Dados de segmentação
########################################

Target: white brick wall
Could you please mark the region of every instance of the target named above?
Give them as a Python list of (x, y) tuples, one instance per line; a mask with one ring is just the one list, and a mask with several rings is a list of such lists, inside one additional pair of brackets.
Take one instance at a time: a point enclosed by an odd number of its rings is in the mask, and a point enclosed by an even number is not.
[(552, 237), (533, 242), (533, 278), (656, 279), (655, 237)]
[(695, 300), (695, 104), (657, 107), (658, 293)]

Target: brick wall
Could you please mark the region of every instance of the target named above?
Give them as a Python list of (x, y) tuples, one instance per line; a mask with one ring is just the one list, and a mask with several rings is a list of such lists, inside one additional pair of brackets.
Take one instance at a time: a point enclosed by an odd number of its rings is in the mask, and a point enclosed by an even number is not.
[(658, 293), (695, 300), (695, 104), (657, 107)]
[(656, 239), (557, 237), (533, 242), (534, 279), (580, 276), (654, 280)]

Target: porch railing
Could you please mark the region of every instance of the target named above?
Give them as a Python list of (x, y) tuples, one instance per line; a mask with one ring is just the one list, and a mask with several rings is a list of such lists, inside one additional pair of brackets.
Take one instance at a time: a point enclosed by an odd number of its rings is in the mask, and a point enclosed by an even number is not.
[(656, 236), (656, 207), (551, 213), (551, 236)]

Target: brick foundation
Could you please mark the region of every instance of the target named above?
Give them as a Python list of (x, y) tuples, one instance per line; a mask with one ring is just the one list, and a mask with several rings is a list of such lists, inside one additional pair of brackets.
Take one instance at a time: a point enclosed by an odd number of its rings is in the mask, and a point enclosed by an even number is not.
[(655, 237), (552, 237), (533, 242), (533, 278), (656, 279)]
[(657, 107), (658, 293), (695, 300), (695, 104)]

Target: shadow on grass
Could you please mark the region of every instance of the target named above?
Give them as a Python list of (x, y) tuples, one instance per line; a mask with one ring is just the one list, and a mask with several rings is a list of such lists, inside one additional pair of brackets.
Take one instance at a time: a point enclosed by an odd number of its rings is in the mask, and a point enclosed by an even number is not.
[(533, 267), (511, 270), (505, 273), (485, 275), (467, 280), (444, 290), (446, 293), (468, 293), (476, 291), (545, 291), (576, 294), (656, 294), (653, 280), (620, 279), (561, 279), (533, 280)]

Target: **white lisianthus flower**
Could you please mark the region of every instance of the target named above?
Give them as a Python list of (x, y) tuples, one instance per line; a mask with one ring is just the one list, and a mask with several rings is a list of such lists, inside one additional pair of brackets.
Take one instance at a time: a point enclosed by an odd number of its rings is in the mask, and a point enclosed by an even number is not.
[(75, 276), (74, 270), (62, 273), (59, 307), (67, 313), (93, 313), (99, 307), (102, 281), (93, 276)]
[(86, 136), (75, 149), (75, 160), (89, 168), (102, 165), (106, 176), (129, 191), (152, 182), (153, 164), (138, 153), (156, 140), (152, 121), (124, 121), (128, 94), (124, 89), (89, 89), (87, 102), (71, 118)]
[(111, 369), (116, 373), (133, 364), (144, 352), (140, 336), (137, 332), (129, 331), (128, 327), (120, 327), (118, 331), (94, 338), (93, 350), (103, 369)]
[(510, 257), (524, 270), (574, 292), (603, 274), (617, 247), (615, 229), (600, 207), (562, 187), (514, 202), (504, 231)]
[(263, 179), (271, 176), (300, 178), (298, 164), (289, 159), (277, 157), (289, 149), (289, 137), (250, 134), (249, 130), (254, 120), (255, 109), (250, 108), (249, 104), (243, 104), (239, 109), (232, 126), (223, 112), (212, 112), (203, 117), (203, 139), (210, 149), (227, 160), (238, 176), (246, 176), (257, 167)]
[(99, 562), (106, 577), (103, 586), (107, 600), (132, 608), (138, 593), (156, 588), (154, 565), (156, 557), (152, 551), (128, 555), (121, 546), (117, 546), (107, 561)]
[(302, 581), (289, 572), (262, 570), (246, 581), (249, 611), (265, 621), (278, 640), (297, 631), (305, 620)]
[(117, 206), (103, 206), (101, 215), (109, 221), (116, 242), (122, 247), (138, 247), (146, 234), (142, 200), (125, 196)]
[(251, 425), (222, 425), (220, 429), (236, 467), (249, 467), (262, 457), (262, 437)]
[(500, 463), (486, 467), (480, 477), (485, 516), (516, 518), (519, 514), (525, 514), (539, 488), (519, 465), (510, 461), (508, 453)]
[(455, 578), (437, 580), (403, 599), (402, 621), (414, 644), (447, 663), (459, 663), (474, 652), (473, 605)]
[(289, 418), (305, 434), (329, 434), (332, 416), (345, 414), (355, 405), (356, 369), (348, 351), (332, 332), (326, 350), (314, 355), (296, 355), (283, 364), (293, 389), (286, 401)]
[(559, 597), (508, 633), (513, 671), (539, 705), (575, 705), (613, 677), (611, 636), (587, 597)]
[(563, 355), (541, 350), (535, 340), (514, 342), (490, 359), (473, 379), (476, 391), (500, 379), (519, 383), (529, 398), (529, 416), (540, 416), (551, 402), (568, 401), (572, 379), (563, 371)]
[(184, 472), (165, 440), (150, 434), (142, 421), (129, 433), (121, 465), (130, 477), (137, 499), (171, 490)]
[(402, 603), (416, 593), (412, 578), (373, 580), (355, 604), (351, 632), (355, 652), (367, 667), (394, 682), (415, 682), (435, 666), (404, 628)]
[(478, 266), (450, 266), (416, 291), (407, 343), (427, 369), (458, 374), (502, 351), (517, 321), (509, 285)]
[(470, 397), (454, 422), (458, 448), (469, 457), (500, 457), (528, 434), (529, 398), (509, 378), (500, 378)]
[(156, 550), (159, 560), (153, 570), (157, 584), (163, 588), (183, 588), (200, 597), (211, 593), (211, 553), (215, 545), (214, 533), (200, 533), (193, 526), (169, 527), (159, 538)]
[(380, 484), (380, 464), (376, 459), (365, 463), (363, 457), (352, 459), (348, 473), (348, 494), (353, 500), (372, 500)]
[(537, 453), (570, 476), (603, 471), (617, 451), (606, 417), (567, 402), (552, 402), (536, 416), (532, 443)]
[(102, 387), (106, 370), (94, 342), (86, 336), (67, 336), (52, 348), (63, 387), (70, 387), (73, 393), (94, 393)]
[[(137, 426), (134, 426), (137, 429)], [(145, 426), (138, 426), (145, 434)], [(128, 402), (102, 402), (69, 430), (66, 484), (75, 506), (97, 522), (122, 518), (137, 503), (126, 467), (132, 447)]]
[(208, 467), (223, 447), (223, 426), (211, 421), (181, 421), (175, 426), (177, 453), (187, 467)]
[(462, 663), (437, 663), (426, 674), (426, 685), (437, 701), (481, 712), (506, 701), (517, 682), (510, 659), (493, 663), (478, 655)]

########################################

DESCRIÇÃO DA TAREFA
Transforme todos os registros acima em uma tabela Markdown com as colunas "Número" e "Linha", com cada linha dos registros numerada em sequência e as linhas em branco omitidas.

RESULTADO
| Número | Linha |
|---|---|
| 1 | Target: white brick wall |
| 2 | Could you please mark the region of every instance of the target named above? |
| 3 | Give them as a Python list of (x, y) tuples, one instance per line; a mask with one ring is just the one list, and a mask with several rings is a list of such lists, inside one additional pair of brackets. |
| 4 | Take one instance at a time: a point enclosed by an odd number of its rings is in the mask, and a point enclosed by an even number is not. |
| 5 | [(552, 237), (533, 242), (533, 278), (656, 279), (655, 237)] |
| 6 | [(695, 300), (695, 104), (657, 107), (658, 293)] |
| 7 | Target: brick wall |
| 8 | Could you please mark the region of every instance of the target named above? |
| 9 | Give them as a Python list of (x, y) tuples, one instance per line; a mask with one ring is just the one list, and a mask with several rings is a list of such lists, inside one additional pair of brackets. |
| 10 | Take one instance at a time: a point enclosed by an odd number of its rings is in the mask, and a point enclosed by an even number is not. |
| 11 | [(658, 293), (695, 300), (695, 104), (657, 107)] |
| 12 | [(656, 239), (557, 237), (533, 242), (534, 279), (580, 276), (654, 280)] |
| 13 | Target: porch railing |
| 14 | Could you please mark the region of every instance of the target named above? |
| 15 | Give them as a Python list of (x, y) tuples, one instance per line; a mask with one ring is just the one list, and a mask with several rings is a list of such lists, inside one additional pair of brackets. |
| 16 | Take one instance at a time: a point enclosed by an odd number of its rings is in the mask, and a point enclosed by an even number is not. |
| 17 | [(656, 236), (656, 207), (551, 213), (551, 236)] |
| 18 | Target: brick foundation |
| 19 | Could you please mark the region of every instance of the target named above? |
| 20 | Give them as a Python list of (x, y) tuples, one instance per line; a mask with one ring is just the one list, and a mask with several rings is a list of such lists, inside one additional pair of brackets. |
| 21 | Take one instance at a time: a point enclosed by an odd number of its rings is in the mask, and a point enclosed by an even number is not. |
| 22 | [(655, 237), (552, 237), (533, 242), (533, 278), (656, 279)] |
| 23 | [(657, 107), (658, 293), (695, 300), (695, 104)] |
| 24 | Target: shadow on grass |
| 25 | Could you please mark the region of every instance of the target named above? |
| 26 | Give them as a Python list of (x, y) tuples, one instance per line; a mask with one ring is just the one list, and a mask with several rings is a list of such lists, inside one additional pair of brackets. |
| 27 | Take one instance at a time: a point enclosed by an odd number of its rings is in the mask, and a point enclosed by an even number is not. |
| 28 | [(533, 267), (511, 270), (505, 273), (485, 275), (467, 280), (444, 290), (446, 293), (468, 293), (476, 291), (545, 291), (576, 294), (656, 294), (653, 280), (620, 279), (561, 279), (533, 280)] |
| 29 | Target: **white lisianthus flower** |
| 30 | Could you please mark the region of every instance of the target named above? |
| 31 | Give them as a Python list of (x, y) tuples, one instance per line; a mask with one ring is just the one list, and a mask with several rings is a list of such lists, inside one additional pair of brackets. |
| 32 | Take one instance at a time: a point enclosed by an odd number of its rings is in the mask, and a point enclosed by an even number is not. |
| 33 | [(75, 276), (74, 270), (62, 273), (59, 307), (67, 313), (93, 313), (99, 307), (102, 281), (93, 276)] |
| 34 | [(86, 136), (75, 149), (75, 160), (89, 168), (102, 165), (106, 176), (129, 191), (152, 182), (153, 164), (138, 153), (156, 140), (152, 121), (124, 121), (128, 94), (124, 89), (89, 89), (87, 102), (71, 118)] |
| 35 | [(111, 369), (116, 373), (133, 364), (144, 352), (140, 336), (137, 332), (129, 331), (128, 327), (120, 327), (118, 331), (94, 338), (93, 350), (103, 369)] |
| 36 | [(510, 257), (524, 270), (574, 292), (603, 274), (617, 247), (615, 229), (600, 207), (562, 187), (514, 202), (504, 231)] |
| 37 | [(263, 179), (271, 176), (300, 178), (298, 164), (289, 159), (277, 157), (289, 149), (289, 137), (250, 134), (249, 130), (254, 120), (255, 109), (250, 108), (249, 104), (243, 104), (239, 109), (232, 126), (223, 112), (212, 112), (203, 117), (203, 139), (210, 149), (227, 160), (238, 176), (246, 176), (257, 167)] |
| 38 | [(99, 562), (106, 577), (103, 586), (107, 600), (132, 608), (138, 593), (156, 588), (154, 565), (156, 557), (152, 551), (128, 555), (121, 546), (117, 546), (107, 561)] |
| 39 | [(302, 581), (289, 572), (262, 570), (246, 581), (249, 611), (265, 621), (278, 640), (297, 631), (305, 620)] |
| 40 | [(117, 206), (103, 206), (101, 215), (109, 221), (116, 242), (122, 247), (138, 247), (146, 234), (142, 200), (125, 196)] |
| 41 | [(251, 425), (222, 425), (220, 429), (236, 467), (249, 467), (262, 457), (262, 437)] |
| 42 | [(500, 463), (486, 467), (480, 477), (485, 516), (516, 518), (519, 514), (525, 514), (539, 488), (519, 465), (510, 461), (508, 453)] |
| 43 | [(455, 578), (437, 580), (403, 599), (402, 621), (414, 644), (447, 663), (459, 663), (474, 652), (473, 605)] |
| 44 | [(289, 418), (305, 434), (329, 434), (332, 416), (345, 414), (355, 405), (356, 369), (348, 351), (332, 332), (326, 350), (314, 355), (296, 355), (283, 364), (293, 389), (286, 401)] |
| 45 | [(559, 597), (508, 633), (513, 671), (539, 705), (575, 705), (613, 677), (611, 636), (587, 597)] |
| 46 | [(563, 355), (541, 350), (535, 340), (514, 342), (490, 359), (473, 379), (476, 391), (500, 379), (519, 383), (529, 398), (529, 416), (540, 416), (551, 402), (568, 401), (572, 379), (563, 371)] |
| 47 | [(184, 472), (165, 440), (150, 434), (142, 421), (129, 433), (121, 465), (130, 477), (137, 499), (171, 490)] |
| 48 | [(402, 603), (416, 593), (412, 578), (373, 580), (355, 604), (351, 632), (355, 652), (367, 667), (394, 682), (415, 682), (435, 666), (404, 628)] |
| 49 | [(478, 266), (450, 266), (416, 291), (407, 343), (427, 369), (458, 374), (502, 351), (517, 321), (509, 285)] |
| 50 | [(470, 397), (454, 422), (458, 448), (469, 457), (500, 457), (528, 434), (529, 398), (509, 378), (500, 378)] |
| 51 | [(156, 550), (159, 560), (153, 570), (157, 584), (163, 588), (183, 588), (200, 597), (211, 593), (211, 553), (215, 545), (214, 533), (200, 533), (193, 526), (169, 527), (159, 538)] |
| 52 | [(380, 484), (380, 464), (376, 459), (365, 463), (363, 457), (352, 459), (348, 473), (348, 494), (353, 500), (372, 500)] |
| 53 | [(537, 453), (570, 476), (603, 471), (617, 451), (606, 417), (567, 402), (552, 402), (536, 416), (532, 443)] |
| 54 | [(102, 387), (106, 370), (94, 342), (86, 336), (67, 336), (52, 348), (63, 387), (70, 387), (73, 393), (94, 393)] |
| 55 | [[(137, 426), (134, 426), (137, 429)], [(145, 426), (138, 426), (145, 434)], [(128, 402), (102, 402), (69, 430), (66, 484), (75, 506), (97, 522), (122, 518), (137, 503), (126, 467), (132, 447)]] |
| 56 | [(208, 467), (223, 447), (223, 426), (211, 421), (181, 421), (175, 426), (177, 453), (187, 467)] |
| 57 | [(462, 663), (437, 663), (426, 674), (426, 685), (437, 701), (481, 712), (506, 701), (517, 682), (510, 659), (493, 663), (478, 655)] |